▶ Work instructions
Starting with the line that contains "Target: tree shadow on grass" and stopping after the line that contains "Target: man's face", copy the entries below exactly. Include nothing else.

▶ Source material
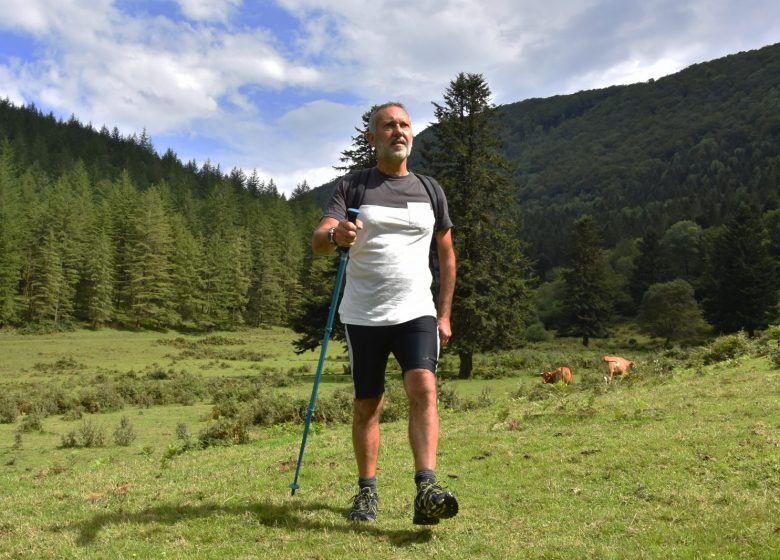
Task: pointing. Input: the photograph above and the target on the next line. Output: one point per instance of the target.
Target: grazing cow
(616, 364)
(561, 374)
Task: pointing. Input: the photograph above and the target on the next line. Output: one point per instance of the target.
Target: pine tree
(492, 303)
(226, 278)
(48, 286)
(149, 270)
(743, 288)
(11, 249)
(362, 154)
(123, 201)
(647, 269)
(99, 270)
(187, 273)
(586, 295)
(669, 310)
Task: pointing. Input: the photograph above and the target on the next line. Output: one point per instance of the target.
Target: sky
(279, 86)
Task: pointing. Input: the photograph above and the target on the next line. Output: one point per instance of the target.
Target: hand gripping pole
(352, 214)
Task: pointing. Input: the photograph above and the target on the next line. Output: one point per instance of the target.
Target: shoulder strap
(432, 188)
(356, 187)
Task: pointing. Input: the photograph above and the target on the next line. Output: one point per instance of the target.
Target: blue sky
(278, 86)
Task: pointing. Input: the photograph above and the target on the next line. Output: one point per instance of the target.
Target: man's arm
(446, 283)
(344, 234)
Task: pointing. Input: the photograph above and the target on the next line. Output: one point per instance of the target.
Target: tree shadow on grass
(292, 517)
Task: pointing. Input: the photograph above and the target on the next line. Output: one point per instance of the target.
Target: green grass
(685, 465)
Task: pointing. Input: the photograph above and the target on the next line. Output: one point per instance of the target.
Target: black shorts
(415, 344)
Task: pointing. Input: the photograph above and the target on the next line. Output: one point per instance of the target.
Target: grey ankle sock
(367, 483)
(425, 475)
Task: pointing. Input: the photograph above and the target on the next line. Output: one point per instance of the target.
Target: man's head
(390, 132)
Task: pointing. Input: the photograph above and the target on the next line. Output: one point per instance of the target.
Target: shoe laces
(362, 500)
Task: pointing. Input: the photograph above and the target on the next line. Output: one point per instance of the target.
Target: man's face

* * *

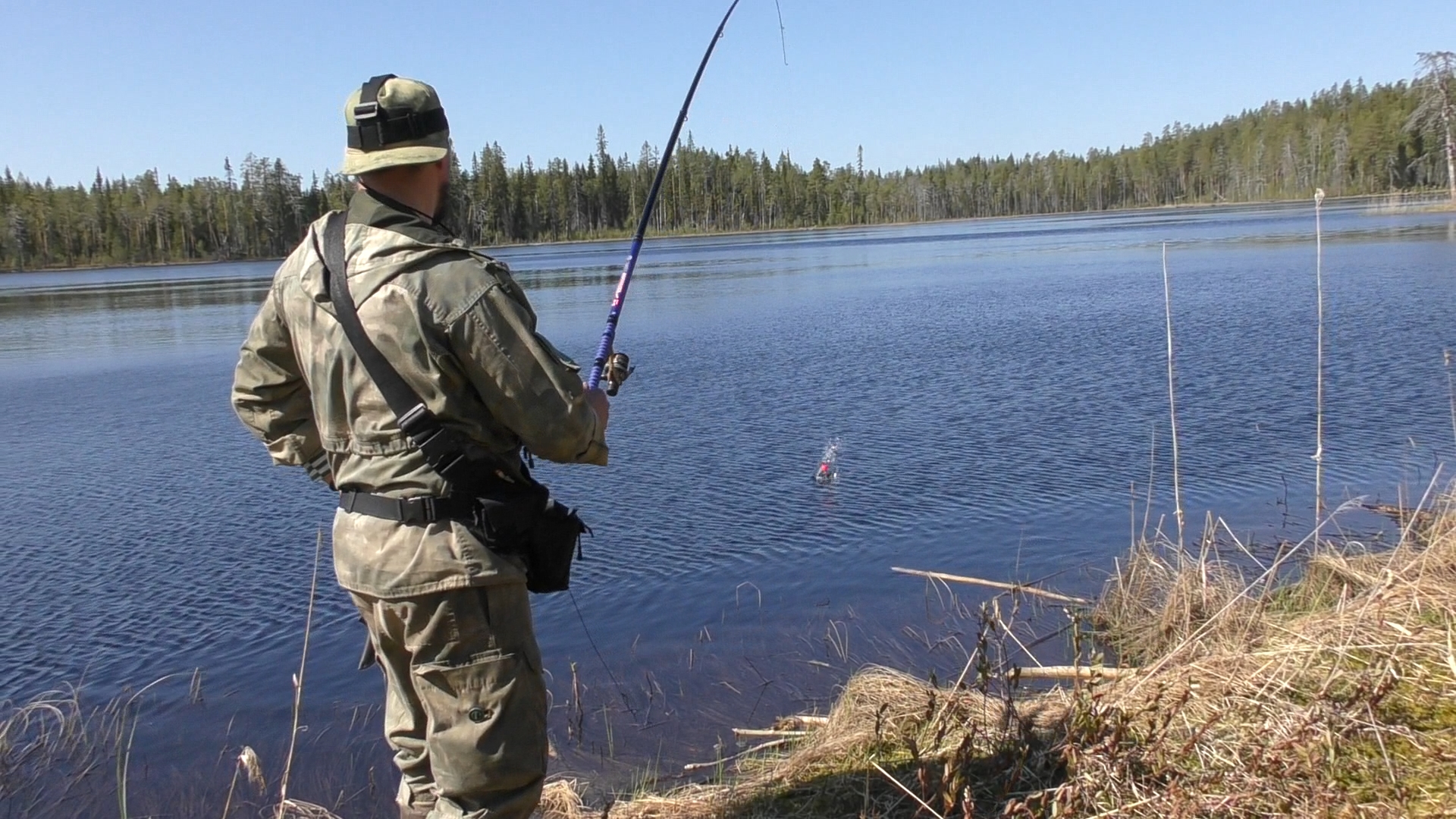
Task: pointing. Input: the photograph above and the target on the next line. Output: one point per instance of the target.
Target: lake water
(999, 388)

==

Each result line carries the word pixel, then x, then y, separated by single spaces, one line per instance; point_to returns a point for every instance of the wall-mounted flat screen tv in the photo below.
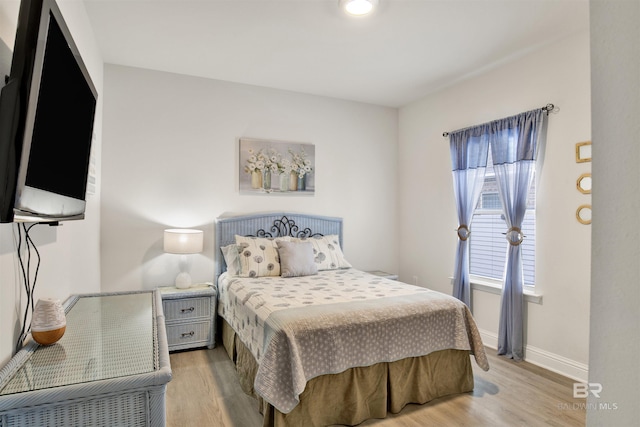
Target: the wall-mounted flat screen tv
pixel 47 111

▶ Exercise answer
Target: tree shadow on grass
(292, 517)
Task: pointing. Input: the photograph above and the target on the next line. Output: one point per instance of the target.
Target: green grass
(685, 465)
Task: pointing. Input: the photograph above and the target on the next line. Output: one point per instance of the target.
Target: black shorts
(415, 344)
Task: pointing. Input: the photograph above and the target on the next line. Output: one point per instance of the target.
Target: grey ankle sock
(367, 483)
(425, 475)
Task: pointing. Input: the photograph above and the target on the next line. Output: one point per instance of the target.
Target: man's head
(390, 132)
Task: pointing. Input: the photograph above and the target on the next line. Output: one point per instance of the target.
Target: shoe laces
(362, 500)
Task: pointing. Input: the photograph above and the target on the next line. Output: one point per instance of the target.
Target: man's face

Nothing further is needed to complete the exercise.